**SHORT EXERCISE**
Copy each of the following records verbatim, one per line.

**GIVEN DATA**
- - - - - - -
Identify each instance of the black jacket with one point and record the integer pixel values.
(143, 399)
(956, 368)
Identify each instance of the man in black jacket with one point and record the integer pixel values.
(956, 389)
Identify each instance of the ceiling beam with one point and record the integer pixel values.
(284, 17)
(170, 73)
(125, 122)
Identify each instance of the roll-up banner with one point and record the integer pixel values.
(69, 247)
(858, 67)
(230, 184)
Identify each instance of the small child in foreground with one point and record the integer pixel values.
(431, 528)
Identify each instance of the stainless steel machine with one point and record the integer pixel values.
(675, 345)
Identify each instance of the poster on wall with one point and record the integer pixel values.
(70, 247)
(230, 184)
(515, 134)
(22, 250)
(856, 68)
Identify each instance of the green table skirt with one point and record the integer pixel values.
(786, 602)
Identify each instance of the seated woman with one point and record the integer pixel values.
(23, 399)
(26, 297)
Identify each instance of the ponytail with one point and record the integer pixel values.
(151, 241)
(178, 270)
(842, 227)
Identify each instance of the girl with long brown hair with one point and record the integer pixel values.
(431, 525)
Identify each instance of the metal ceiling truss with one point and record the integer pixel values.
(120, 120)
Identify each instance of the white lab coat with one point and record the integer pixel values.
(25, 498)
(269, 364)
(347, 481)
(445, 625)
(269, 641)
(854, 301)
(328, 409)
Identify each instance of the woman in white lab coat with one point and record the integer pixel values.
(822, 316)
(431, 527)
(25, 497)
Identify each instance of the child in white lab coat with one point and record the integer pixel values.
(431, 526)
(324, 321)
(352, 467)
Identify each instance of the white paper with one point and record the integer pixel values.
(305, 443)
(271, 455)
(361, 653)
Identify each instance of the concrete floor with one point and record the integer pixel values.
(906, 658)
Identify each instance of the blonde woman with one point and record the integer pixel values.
- - - - - - -
**TASK OUTPUT**
Identify each instance of the black jacket with one point and record the integer pixel values.
(143, 399)
(956, 368)
Identify each instance of the man in black jacket with one point and record the integer pixel values.
(956, 389)
Identify each instance of the ceiling beam with one point and record the integer pixel values.
(284, 17)
(170, 73)
(125, 122)
Identify each instance of the roll-up banner with one point and record the integer pixel values.
(69, 247)
(858, 67)
(230, 184)
Identify each instance of the small child in foreground with one point and record the integer pixel values.
(431, 528)
Identify each instance of the stainless steel machine with one point and record the integer pixel values.
(675, 345)
Identify each instance of the poster on wall with one point and record the integer pixel values.
(70, 247)
(230, 184)
(515, 134)
(22, 250)
(856, 68)
Identify each instance of the green table skirt with one point and record the integer pixel values.
(786, 602)
Identify each instance of the seated woman with one point and record the integer pixel values.
(23, 399)
(26, 297)
Identify each instance of the ponytail with one point and record the integer pixel values.
(151, 241)
(178, 270)
(842, 227)
Identify each instance of the girl with long brown hair with one point and record the integer pixel values.
(431, 525)
Identify each instance of the metal ceiling truss with one point and record the integer pixel values.
(120, 120)
Identify each instance of the white lab coat with one point and record the integer pixel values.
(25, 498)
(269, 364)
(347, 481)
(445, 625)
(269, 641)
(854, 301)
(328, 409)
Identify each instance of the woman in white lab coat with one point and record the integer pixel values.
(822, 316)
(431, 527)
(25, 497)
Identify each instance of the child in white lab coat with one point and record the integer pixel values.
(431, 526)
(324, 321)
(352, 467)
Identify each instance of the white paper with one point and record the integer pixel values.
(305, 443)
(271, 455)
(361, 653)
Identify each instance of the concrete floor with one point and record the integer pixel values.
(906, 658)
Identify each instance of the blonde woman with one point and record the integer pixel values.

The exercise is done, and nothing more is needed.